**Exercise brief:**
Restate the listing below line for line and word for word, without the pictures.

[Opening Supplied records section]

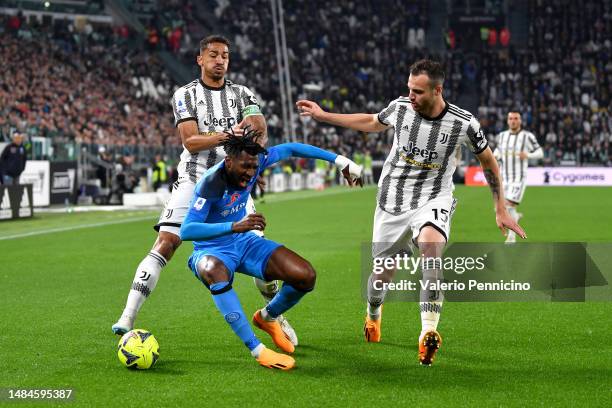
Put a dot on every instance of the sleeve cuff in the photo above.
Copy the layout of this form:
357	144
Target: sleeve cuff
185	120
381	121
481	150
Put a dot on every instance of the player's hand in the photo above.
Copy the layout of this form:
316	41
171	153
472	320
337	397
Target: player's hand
251	222
219	137
505	221
238	130
351	171
261	182
309	108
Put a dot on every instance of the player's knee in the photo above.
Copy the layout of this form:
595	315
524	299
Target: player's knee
167	244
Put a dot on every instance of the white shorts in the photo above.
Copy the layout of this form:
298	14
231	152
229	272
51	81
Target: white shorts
394	233
176	208
514	191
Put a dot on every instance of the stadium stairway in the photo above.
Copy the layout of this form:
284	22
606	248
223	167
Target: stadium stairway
517	21
437	25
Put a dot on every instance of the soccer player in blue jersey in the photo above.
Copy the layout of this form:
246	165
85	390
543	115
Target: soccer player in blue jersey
224	241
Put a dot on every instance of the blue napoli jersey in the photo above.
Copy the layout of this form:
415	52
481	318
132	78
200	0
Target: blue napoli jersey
216	205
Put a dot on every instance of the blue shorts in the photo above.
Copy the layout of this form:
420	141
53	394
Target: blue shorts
246	253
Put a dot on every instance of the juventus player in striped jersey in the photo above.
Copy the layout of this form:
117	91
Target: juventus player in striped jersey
415	191
515	147
203	110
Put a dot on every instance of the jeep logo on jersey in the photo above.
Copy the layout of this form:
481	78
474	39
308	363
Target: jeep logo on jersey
414	150
225	122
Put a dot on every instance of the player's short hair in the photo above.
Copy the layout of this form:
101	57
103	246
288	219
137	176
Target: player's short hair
246	143
432	69
215	38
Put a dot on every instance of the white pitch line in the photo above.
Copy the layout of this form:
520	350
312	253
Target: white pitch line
75	227
273	200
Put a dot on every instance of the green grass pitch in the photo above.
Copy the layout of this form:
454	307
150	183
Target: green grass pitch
60	293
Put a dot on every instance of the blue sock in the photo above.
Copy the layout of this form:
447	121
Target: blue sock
229	305
284	300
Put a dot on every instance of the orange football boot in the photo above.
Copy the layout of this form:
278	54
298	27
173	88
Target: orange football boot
272	359
275	330
429	343
371	329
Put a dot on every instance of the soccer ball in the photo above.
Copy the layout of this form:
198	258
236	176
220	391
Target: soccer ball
138	349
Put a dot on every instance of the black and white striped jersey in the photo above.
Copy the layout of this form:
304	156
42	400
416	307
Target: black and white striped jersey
215	109
423	157
509	147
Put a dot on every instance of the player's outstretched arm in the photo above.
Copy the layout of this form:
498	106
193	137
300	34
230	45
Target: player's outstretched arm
350	170
364	122
491	172
196	142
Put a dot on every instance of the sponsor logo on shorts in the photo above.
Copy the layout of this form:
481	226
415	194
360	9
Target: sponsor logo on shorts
199	203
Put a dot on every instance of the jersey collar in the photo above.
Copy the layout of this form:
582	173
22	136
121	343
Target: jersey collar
440	116
213	88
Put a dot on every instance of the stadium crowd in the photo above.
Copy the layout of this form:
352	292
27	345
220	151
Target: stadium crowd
84	83
562	85
80	82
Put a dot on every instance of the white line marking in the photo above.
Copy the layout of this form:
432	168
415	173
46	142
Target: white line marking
272	200
75	227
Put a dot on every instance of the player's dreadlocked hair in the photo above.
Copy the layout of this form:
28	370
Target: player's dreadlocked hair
245	143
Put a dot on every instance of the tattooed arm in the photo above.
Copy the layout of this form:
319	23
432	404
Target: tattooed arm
493	176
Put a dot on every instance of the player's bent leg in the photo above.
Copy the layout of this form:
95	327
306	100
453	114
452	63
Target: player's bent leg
216	275
376	296
146	278
299	278
511	208
268	290
431	244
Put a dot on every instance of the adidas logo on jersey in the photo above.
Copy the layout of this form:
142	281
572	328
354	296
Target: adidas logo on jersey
414	150
225	122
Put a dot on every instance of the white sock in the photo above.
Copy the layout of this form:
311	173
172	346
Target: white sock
257	350
266	316
430	315
514	214
145	280
431	300
376	297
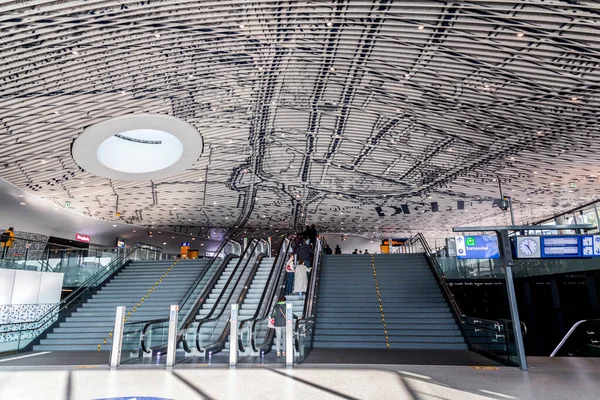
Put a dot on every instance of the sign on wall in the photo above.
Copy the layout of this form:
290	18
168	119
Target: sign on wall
83	238
483	246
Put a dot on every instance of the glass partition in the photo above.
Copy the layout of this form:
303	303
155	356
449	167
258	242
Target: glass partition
16	336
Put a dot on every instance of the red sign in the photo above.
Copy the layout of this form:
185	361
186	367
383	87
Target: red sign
83	238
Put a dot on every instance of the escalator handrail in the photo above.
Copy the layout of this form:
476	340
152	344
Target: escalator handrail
209	286
201	275
270	335
209	317
275	271
564	339
220	343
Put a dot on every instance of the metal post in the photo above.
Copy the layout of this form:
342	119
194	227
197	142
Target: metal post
514	312
233	332
115	352
172	339
597	218
512	215
289	335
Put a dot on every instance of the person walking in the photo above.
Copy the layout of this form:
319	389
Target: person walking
8	239
279	323
289	269
305	252
301	279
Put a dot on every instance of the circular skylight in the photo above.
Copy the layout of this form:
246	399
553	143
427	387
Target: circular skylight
138	147
140	151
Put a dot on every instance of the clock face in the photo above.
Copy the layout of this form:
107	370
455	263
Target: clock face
528	247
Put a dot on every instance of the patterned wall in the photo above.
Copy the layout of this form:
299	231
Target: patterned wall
37	241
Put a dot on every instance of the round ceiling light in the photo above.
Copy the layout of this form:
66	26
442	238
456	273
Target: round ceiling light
138	147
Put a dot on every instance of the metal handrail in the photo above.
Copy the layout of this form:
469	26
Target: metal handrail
209	317
201	275
193	310
220	342
75	295
562	342
277	266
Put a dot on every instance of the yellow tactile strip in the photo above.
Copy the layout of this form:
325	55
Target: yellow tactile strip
141	302
387	339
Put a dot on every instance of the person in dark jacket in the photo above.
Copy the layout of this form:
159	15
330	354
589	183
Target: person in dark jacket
304	252
279	323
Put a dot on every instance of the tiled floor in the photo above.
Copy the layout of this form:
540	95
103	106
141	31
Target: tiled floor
547	379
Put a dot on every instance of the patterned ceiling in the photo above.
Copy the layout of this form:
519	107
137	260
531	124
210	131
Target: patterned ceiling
311	111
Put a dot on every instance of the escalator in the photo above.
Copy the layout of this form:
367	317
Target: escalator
203	333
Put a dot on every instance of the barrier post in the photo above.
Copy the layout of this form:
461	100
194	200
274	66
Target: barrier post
172	338
289	335
233	333
115	352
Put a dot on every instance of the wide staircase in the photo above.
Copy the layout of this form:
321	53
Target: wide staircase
406	310
94	319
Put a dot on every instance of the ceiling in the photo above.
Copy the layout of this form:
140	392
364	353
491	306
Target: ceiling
311	112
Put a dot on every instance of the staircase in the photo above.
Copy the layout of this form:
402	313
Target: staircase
415	311
94	319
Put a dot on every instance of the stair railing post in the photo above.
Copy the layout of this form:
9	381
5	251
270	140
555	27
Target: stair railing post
117	343
289	335
233	336
172	338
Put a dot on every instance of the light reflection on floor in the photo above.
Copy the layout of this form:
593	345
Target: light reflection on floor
405	382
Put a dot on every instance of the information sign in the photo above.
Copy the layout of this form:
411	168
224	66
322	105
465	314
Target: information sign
561	246
484	246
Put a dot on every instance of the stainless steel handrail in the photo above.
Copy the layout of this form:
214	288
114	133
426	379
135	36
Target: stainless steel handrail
562	342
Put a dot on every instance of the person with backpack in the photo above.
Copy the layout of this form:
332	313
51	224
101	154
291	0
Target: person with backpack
301	279
289	270
8	239
279	321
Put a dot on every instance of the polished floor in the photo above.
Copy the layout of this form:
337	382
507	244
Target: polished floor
547	379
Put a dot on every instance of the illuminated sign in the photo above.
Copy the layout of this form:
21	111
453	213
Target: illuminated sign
83	238
484	246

[Closing Supplied records section]

**Final answer:**
Put a dot on every instance of the sleeve cuff in the photo above.
Copy the layout of this form:
357	144
Target: sleeve cuff
185	120
381	121
481	150
Put a dot on every instance of the player's hand in the photo above.
Copy the layout of this form:
316	41
171	153
472	320
337	397
Target: player's hand
251	222
219	137
505	221
238	130
351	171
261	182
309	108
Put a dot on every instance of the player's knee in the photo above.
Copy the layout of this form:
595	315
524	299
Target: player's knee
167	244
Put a dot on every instance of the white shorts in the photo above.
Copy the layout of this form:
298	14
231	152
229	272
51	81
Target: white shorts
394	233
176	208
514	191
Put a dot on every instance of the stadium stairway in the photo above.
Copy the layout of this form:
284	22
606	248
223	167
Target: stadium stairway
517	21
437	25
Put a dot on every instance of the soccer player in blue jersey in the photo above.
Copy the layout of this form:
246	165
85	390
543	115
Target: soccer player in blue jersey
224	241
Put a dot on every instance of the blue napoli jersey in the photo above.
Copy the layout of this form:
415	52
481	318
132	78
200	0
Target: blue napoli jersey
216	205
Put a dot on every instance of the blue shorts in the photo above.
Copy the layout of this form:
420	141
53	394
Target: blue shorts
246	253
Put a dot on every instance of the juventus player in striped jersey in the photo above.
Copy the layout of this form:
117	91
Target: juventus player in striped jersey
415	191
515	147
203	110
Put a dot on every instance of the jeep logo on jersey in the photo above.
Copy the layout of this form:
481	78
474	39
308	363
Target: jeep logo on jersey
414	150
225	122
Put a dot on every instance of the player's short hair in the photo above.
Copy the layout of this form:
101	57
103	246
288	219
137	176
Target: player's short hair
246	143
432	69
215	38
Put a dot on every instance of the white pitch line in the photo above.
Copy the layout of this form:
520	350
312	253
Target: white pitch line
75	227
273	200
Put a dot on every instance of the green grass pitch in the photo above.
Copy the layout of this form:
454	307
150	183
Target: green grass pitch
60	293
Put a dot on every instance of the blue sock in the photo above.
Copy the layout of this form:
447	121
Target: blue sock
229	305
284	300
Put a dot on every instance of the orange football boot in the photo above.
Copy the layout of this form:
278	54
298	27
173	88
Target: orange football boot
272	359
275	330
429	343
371	329
Put a dot on every instance of the soccer ball in the photo above.
Copy the layout of this form:
198	258
236	176
220	391
Target: soccer ball
138	349
Put a dot on every instance of the black and white striped jersey in the photo above.
Copy the layout of this form:
304	156
42	400
416	307
Target: black and white striped jersey
215	109
423	157
509	147
Put a dot on every instance of the player's outstretched arm in the photo above.
Copy the layout of this form:
498	106
193	137
300	34
230	45
Target: player's outstretched arm
350	170
364	122
491	172
196	142
Put a dot on every instance of the sponsor logo on shorts in the photo above.
Copy the layout of this form:
481	226
415	194
360	9
Target: sponsor logo on shorts
199	203
Put a dot on every instance of the jersey collar in the photo above.
Copy the layout of this form:
582	173
22	136
121	343
Target: jersey collar
440	116
213	88
Put a dot on every instance of the stadium crowd in the photo above.
Copy the layout of this form:
352	292
27	345
220	151
Target: stadium crowd
84	83
562	85
80	82
Put a dot on every instance of the white line marking in the photo above.
Copy the layout of this form:
432	168
415	173
46	142
Target: white line marking
272	200
75	227
Put a dot on every instance of the player's dreadlocked hair in the photo above.
Copy the layout of this form:
28	370
Target: player's dreadlocked hair
245	143
Put a dot on every instance of the tattooed arm in the photo above.
Copy the layout of this form:
319	23
432	404
Target: tattooed arm
493	176
Put a dot on every instance of the player's bent leg in the photo above.
Copy the layout of this form:
95	327
306	100
453	114
452	63
Target: player's bent leg
216	275
376	296
146	278
299	278
511	208
268	290
431	244
Put a dot on every instance of the adidas logo on jersey in the photo above.
Copy the layout of this form:
142	281
572	328
354	296
Target: adidas logo on jersey
414	150
225	122
Put a dot on every instance of the white sock in the photo above.
Copy the layout of this form:
311	173
172	346
Target: white sock
257	350
266	316
430	315
514	214
145	280
431	300
376	297
Put a dot on every instance of the sign on wall in the photo above.
Copy the layout of this form:
290	18
168	119
Target: sign on wall
83	238
483	246
Put a dot on every instance of the glass partition in the photo above.
Copy the layout of this form:
303	303
155	356
449	167
258	242
Target: glass partition
16	336
Put a dot on every instance of the red sign in the photo above.
Copy the layout of this form:
185	361
186	367
383	87
Target: red sign
83	238
Put a dot on every instance of the escalator handrail in the photo above.
Copy the layout of this form:
476	340
152	344
Target: escalator handrail
209	286
201	275
270	335
209	317
275	271
564	339
220	343
Put a dot on every instance of the metal post in the photo above.
Copy the layout of this form:
342	119
194	227
197	142
Target: metal post
514	312
233	332
115	352
172	339
597	218
512	215
289	335
Put a dot on every instance of the person walking in the photo above.
Copy the layout of this form:
319	389
Target: person walking
8	239
279	323
289	269
305	252
301	279
Put a dot on every instance of the circular skylight in the photo above.
Copy the layout of this form:
246	399
553	143
427	387
Target: circular skylight
138	147
140	151
Put a dot on every instance of the clock face in the photo above.
Copy the layout of this form:
107	370
455	263
Target: clock face
528	247
Put a dot on every instance of the patterned wall in the photo above.
Copy the layout of this form:
299	231
Target: patterned wall
37	241
Put a dot on every instance of the round ceiling light in the photo above.
Copy the layout of this form:
66	26
442	238
456	273
Target: round ceiling light
138	147
Put a dot on every instance of the metal handrail in the photo above.
Copy the layout of this form:
469	26
Target: metal handrail
209	317
201	275
193	310
220	342
75	295
562	342
277	266
Put a dot on every instance of the yellow tactile strip in the photo above.
Copy the layout of this form:
325	55
Target: yellow tactile strip
141	302
387	339
Put a dot on every instance of the person in dark jacket in the photo above.
Copy the layout of this form:
159	15
330	354
589	183
Target: person in dark jacket
304	252
279	323
Put a dot on every instance of the tiled floor in the photo above.
Copy the layout of this form:
540	95
103	106
141	31
Target: tiled floor
547	379
Put a dot on every instance of the patterned ceiling in the photo above.
Copy the layout of this form:
519	107
137	260
531	124
210	131
Target: patterned ceiling
311	111
Put a dot on every instance of the escalator in the photo above.
Copy the layout of this form:
367	317
Target: escalator
203	333
Put a dot on every instance of the barrier post in the photo above.
Copy the layout of this form:
461	100
194	200
274	66
Target: barrier post
172	338
289	335
233	333
115	352
Put a dot on every instance of the wide staircase in the photo above.
Copy the layout of this form:
321	53
Target: wide staircase
406	310
94	319
Put a dot on every instance of the ceiling in the photo above.
Copy the layout of this form:
140	392
364	353
491	306
Target: ceiling
311	112
Put a dot on every instance of the staircase in the photo above.
Copy the layout of this form:
402	313
Target: staircase
415	311
94	319
Put a dot on every instance of the stair railing post in the photo above.
Copy the layout of this form:
9	381
5	251
270	140
555	27
Target: stair railing post
117	343
289	335
233	336
172	338
Put a dot on every instance of the light reflection on floor in the photo above.
Copy the layout of this form:
593	345
Target: light reflection on floor
405	382
Put a dot on every instance of the information sign in the photo above.
Copy the layout of this form:
411	168
224	66
322	105
465	314
Target: information sign
561	246
484	246
Put a dot on every instance of the stainless steel handrail in the photo above.
Copy the layout of this form:
214	288
114	133
426	379
135	36
Target: stainless steel handrail
562	342
Put a dot on every instance of the person with backpack in the photo above.
Copy the layout of this form:
332	313
51	224
101	154
291	0
Target: person with backpack
301	279
289	270
8	239
279	321
Put a dot on every instance of the polished floor in the photo above.
Copy the layout of this form:
337	382
507	244
Target: polished floor
547	379
Put a dot on every instance of the illuminated sign in the photo above.
Copy the layout of this form:
21	111
453	213
Target: illuminated sign
83	238
484	246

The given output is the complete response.